▶ [TASK INPUTS]:

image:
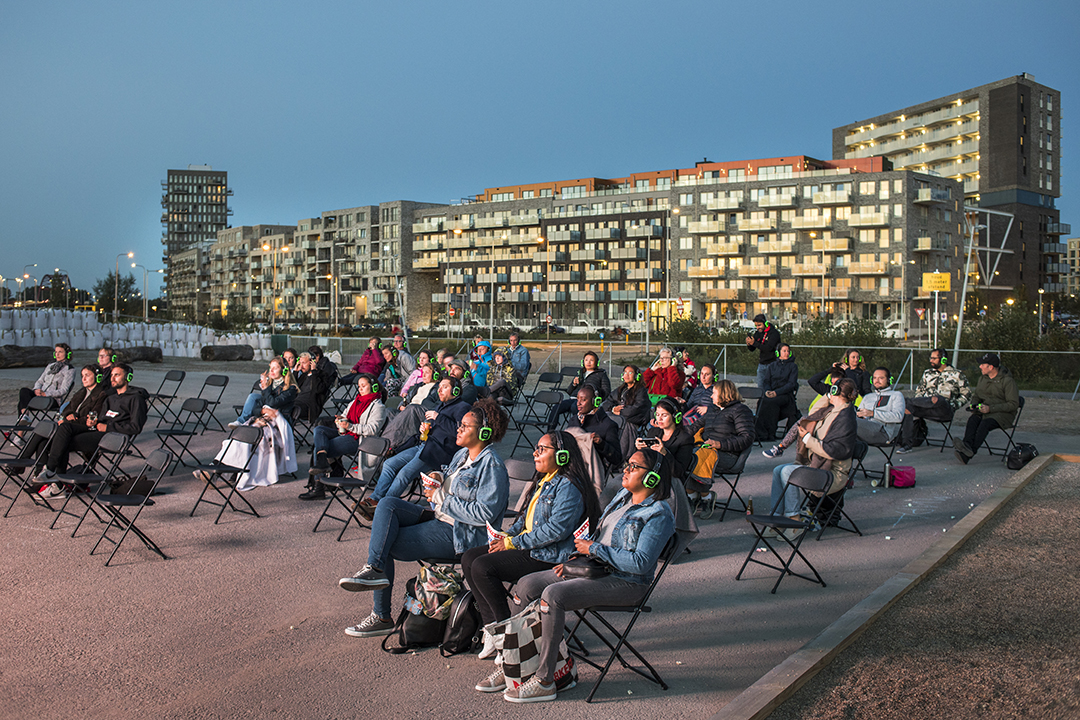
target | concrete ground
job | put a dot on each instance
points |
(245, 619)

▶ [YOUR OBJECTIVE]: Copy every line of the records above word for word, leaving out the pictures.

▶ [OUTPUT OF THE TASK]:
image:
target | concrete ground
job | put a dot on each instance
points |
(245, 619)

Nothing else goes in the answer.